Document text:
┌──
When you create a new list my_list, you’re storing the list in your computer memory, and the address of that list is stored in the my_list variable. The variable my_list doesn’t contain the elements of the list. It contains a reference to the list. If we copy a list with the equal sign only like this my_list_copy = my_list, you’ll have the reference copied in the my_list_copy variable instead of the list values. So, if you want to copy the actual values, you can use the list(my_list) function or slicing [:].

In [7]:
my_list = ["a", 2, 15, 3.1415]
my_copy = my_list
my_copy[0] = "b"
print my_list

['b', 2, 15, 3.1415]


### List Slicing

Slicing is a powerful tool to select subsets or elements from a list (or an np.array, as we will see later).
Indexing starts at 0!
└──
Records provided:
┌──
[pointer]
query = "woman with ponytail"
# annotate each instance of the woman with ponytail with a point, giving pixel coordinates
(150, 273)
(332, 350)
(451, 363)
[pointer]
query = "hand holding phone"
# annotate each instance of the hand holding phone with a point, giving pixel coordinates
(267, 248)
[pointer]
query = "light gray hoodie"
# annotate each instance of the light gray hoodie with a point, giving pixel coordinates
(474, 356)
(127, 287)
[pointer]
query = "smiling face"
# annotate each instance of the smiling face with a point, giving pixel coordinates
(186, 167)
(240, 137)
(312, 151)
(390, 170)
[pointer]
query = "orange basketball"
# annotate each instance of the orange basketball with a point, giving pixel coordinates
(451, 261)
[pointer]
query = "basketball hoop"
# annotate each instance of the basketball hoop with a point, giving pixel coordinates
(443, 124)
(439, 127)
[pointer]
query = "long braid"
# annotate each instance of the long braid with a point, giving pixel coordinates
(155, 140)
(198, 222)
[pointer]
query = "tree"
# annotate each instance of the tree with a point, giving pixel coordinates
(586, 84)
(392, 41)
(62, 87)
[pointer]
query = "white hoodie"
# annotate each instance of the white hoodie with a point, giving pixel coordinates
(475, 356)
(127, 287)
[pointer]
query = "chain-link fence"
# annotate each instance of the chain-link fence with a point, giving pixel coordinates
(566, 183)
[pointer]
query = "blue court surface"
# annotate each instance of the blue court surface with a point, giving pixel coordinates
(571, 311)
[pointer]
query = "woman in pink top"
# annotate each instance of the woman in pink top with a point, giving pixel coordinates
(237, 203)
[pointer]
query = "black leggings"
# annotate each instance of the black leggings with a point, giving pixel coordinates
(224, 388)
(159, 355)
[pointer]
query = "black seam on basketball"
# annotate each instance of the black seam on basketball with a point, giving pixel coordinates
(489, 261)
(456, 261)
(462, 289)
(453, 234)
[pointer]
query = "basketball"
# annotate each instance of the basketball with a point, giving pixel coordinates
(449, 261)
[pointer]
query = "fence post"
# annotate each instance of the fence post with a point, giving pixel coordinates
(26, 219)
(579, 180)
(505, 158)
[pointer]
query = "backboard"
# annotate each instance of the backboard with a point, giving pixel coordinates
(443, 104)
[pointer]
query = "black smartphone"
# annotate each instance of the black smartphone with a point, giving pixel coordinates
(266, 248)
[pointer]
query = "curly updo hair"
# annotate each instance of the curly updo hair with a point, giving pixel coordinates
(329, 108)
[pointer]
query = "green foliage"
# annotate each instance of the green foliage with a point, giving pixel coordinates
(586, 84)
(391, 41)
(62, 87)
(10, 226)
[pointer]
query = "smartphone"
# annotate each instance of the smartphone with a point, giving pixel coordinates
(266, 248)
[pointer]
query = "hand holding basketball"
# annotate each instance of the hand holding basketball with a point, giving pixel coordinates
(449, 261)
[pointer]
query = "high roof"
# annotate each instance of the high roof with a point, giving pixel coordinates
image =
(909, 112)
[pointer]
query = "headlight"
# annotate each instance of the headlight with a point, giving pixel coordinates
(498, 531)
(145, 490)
└──
Jobs:
1 – Decide whether each statement agrees with the text on copying Python lists, and answer yes or no with the deciding words quoted from it. (a) The variable my_list holds the elements of the list. (b) Slicing can copy the actual values of a list. (c) List indexing starts at 1.
2 – From the text on copying Python lists, reproduce word for word the stretch from "When you create" through "will see later).".
3 – According to the text on copying Python lists, what does the variable my_list contain?

Answers to each task:
1 –
(a) No: "The variable my_list doesn’t contain the elements of the list."
(b) Yes: "if you want to copy the actual values, you can use the list(my_list) function or slicing [:]"
(c) No: "Indexing starts at 0!"

2 –
When you create a new list my_list, you’re storing the list in your computer memory, and the address of that list is stored in the my_list variable. The variable my_list doesn’t contain the elements of the list. It contains a reference to the list. If we copy a list with the equal sign only like this my_list_copy = my_list, you’ll have the reference copied in the my_list_copy variable instead of the list values. So, if you want to copy the actual values, you can use the list(my_list) function or slicing [:].

In [7]:
my_list = ["a", 2, 15, 3.1415]
my_copy = my_list
my_copy[0] = "b"
print my_list

['b', 2, 15, 3.1415]


### List Slicing

Slicing is a powerful tool to select subsets or elements from a list (or an np.array, as we will see later).

3 – A reference to the list.